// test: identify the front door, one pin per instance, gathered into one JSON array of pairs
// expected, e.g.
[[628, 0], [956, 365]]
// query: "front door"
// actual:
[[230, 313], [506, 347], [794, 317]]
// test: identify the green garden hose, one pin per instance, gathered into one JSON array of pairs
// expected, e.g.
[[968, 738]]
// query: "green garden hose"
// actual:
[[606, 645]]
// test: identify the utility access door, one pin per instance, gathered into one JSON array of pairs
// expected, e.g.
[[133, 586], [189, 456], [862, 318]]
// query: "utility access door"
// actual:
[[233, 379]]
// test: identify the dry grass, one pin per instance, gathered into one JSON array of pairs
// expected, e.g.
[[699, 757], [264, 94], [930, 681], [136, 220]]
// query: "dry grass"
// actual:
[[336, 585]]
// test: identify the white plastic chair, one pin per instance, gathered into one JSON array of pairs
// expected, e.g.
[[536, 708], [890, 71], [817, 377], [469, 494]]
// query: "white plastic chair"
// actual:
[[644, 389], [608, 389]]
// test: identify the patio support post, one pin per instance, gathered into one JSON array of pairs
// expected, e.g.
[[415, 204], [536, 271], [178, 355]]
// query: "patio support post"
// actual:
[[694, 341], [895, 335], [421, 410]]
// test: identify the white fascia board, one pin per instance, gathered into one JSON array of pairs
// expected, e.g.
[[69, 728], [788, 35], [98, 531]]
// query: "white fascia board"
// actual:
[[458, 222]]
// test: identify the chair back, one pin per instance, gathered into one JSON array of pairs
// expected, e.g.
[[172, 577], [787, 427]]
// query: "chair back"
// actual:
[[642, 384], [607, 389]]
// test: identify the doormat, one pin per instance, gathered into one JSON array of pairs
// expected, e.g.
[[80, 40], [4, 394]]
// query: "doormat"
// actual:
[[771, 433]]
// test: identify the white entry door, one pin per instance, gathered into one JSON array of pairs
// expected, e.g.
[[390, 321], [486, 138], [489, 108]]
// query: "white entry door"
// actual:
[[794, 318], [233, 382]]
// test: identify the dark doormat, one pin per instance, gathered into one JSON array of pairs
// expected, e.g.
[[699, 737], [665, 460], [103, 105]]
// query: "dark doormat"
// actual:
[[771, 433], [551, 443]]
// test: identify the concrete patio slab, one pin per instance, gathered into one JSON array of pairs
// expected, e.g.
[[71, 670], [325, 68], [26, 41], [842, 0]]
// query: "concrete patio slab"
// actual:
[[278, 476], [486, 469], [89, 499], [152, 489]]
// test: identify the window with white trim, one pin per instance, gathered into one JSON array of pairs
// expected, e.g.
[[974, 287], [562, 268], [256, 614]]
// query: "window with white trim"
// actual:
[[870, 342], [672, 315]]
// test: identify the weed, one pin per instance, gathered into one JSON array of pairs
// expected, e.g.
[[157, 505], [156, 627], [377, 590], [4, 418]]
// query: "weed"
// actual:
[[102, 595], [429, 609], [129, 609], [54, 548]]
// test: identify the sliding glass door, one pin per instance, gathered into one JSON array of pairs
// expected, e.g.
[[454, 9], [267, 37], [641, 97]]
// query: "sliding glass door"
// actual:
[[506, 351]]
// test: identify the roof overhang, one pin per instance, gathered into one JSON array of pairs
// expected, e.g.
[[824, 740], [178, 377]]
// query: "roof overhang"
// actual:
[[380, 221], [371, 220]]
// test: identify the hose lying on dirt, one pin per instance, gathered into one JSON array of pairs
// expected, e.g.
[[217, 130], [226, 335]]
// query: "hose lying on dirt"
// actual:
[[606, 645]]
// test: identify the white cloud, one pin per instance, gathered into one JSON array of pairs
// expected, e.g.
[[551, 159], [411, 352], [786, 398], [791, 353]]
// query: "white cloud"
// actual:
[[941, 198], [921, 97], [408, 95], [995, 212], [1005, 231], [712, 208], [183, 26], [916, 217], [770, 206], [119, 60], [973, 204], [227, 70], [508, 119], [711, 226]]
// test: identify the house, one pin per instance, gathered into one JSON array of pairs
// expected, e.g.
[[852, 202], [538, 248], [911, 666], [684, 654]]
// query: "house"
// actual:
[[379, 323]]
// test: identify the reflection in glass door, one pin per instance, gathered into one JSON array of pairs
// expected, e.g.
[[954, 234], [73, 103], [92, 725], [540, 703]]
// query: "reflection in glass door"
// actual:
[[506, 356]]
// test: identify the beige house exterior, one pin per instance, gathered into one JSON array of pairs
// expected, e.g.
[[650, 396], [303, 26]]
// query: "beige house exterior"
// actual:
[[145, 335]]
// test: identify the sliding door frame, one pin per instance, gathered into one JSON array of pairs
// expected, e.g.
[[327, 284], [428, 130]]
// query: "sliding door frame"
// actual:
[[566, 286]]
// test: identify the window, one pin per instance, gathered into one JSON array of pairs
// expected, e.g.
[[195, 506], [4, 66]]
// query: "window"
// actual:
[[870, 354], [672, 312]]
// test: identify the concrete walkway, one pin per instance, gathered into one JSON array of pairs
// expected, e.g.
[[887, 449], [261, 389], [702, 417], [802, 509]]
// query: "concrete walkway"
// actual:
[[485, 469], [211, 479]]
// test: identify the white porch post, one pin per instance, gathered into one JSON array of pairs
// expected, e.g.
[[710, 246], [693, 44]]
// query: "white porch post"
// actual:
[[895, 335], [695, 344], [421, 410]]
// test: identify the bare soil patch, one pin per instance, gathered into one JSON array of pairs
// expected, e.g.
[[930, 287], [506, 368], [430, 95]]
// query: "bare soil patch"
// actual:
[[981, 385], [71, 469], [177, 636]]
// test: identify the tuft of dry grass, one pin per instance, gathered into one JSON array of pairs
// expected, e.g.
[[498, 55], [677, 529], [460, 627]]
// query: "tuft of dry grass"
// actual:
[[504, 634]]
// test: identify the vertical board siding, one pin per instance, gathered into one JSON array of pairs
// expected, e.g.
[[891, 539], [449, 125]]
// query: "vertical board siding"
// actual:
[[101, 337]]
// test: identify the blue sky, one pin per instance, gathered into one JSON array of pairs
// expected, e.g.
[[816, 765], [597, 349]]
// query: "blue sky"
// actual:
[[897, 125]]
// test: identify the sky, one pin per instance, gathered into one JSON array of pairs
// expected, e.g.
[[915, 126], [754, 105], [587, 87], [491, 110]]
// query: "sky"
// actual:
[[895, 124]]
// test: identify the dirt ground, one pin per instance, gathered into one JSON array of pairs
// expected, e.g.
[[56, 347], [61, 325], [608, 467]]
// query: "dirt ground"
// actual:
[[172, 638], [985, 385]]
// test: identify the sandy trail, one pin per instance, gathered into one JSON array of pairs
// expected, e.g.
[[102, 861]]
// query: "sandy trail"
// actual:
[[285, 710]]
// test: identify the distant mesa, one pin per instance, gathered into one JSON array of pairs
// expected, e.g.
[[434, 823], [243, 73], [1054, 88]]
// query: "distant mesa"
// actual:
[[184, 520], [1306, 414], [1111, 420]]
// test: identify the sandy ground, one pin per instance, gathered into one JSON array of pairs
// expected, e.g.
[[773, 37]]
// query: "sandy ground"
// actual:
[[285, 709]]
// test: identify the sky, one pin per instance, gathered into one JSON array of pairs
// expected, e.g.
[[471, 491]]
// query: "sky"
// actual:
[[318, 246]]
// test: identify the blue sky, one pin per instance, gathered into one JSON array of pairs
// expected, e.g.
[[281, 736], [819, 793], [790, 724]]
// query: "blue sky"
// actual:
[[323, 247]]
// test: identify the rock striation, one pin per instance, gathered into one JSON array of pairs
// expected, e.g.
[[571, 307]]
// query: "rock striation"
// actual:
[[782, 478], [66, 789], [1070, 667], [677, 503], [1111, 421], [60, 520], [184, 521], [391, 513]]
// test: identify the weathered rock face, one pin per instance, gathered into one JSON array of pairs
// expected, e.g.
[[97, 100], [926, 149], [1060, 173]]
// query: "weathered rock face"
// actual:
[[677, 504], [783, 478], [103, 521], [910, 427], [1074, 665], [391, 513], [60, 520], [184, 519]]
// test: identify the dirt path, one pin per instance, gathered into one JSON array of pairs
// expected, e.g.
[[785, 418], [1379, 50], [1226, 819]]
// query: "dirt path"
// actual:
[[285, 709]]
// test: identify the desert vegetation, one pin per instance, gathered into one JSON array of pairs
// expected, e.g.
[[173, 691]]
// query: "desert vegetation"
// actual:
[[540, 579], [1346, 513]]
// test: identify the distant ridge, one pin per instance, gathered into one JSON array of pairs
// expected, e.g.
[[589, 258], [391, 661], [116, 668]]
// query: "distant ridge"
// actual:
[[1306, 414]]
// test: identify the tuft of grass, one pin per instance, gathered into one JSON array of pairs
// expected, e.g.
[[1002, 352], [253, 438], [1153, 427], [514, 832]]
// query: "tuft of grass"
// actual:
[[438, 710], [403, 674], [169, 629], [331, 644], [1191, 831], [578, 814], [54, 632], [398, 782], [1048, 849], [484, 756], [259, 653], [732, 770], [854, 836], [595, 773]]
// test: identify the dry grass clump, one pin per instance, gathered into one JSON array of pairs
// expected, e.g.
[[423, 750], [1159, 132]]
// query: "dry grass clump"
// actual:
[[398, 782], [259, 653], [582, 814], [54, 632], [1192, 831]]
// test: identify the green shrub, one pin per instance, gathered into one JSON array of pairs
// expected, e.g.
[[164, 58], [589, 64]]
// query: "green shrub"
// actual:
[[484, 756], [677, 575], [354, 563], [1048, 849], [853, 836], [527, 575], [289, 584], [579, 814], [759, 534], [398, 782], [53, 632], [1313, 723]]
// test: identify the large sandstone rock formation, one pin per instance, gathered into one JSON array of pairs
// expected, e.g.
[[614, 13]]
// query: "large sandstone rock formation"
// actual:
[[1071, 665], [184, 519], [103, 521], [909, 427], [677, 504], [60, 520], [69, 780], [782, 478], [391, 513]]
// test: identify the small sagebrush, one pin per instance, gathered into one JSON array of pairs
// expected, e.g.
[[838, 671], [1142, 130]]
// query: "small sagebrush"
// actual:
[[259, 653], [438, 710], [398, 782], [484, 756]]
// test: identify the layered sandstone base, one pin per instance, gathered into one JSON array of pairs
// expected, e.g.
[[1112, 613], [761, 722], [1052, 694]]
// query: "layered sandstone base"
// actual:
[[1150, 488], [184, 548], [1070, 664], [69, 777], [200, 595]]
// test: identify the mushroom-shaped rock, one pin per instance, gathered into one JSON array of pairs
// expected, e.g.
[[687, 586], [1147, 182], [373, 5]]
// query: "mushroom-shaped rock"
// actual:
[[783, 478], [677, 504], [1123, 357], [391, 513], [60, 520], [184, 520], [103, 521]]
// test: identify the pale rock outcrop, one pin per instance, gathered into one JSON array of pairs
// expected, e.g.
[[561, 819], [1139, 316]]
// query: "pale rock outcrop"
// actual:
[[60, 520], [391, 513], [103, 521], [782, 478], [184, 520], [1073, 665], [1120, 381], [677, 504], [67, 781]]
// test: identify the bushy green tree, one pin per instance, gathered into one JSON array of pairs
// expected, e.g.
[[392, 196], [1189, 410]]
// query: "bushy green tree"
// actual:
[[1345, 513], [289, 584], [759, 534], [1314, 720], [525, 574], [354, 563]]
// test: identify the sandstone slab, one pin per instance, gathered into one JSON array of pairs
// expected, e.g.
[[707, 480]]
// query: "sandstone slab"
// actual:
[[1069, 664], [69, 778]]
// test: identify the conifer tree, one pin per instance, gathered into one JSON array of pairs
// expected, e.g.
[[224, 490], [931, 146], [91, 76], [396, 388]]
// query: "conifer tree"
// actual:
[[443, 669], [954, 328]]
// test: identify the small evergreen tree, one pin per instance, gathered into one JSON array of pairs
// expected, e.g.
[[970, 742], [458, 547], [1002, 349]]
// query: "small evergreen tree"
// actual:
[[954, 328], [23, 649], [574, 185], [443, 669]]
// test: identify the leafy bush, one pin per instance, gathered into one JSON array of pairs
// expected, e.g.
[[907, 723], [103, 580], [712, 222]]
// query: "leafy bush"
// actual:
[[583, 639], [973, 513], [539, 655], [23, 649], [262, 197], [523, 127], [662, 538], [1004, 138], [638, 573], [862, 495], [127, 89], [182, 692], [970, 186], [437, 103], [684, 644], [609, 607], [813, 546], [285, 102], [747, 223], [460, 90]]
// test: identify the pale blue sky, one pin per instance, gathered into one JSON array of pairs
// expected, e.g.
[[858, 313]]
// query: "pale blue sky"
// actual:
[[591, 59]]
—————
▶ Written exercise
Update everything from the line containing "identify the dark" down to the line containing "[[771, 433], [551, 443]]" by replacing "dark doormat" with "black doormat", and give those lines again with nothing else changed.

▶ The result
// test: identify the black doormat, one pin per instance, gathered into one JSON array of pairs
// expected, e.g.
[[699, 737], [665, 460], [103, 105]]
// query: "black doormat"
// actual:
[[771, 433], [551, 443]]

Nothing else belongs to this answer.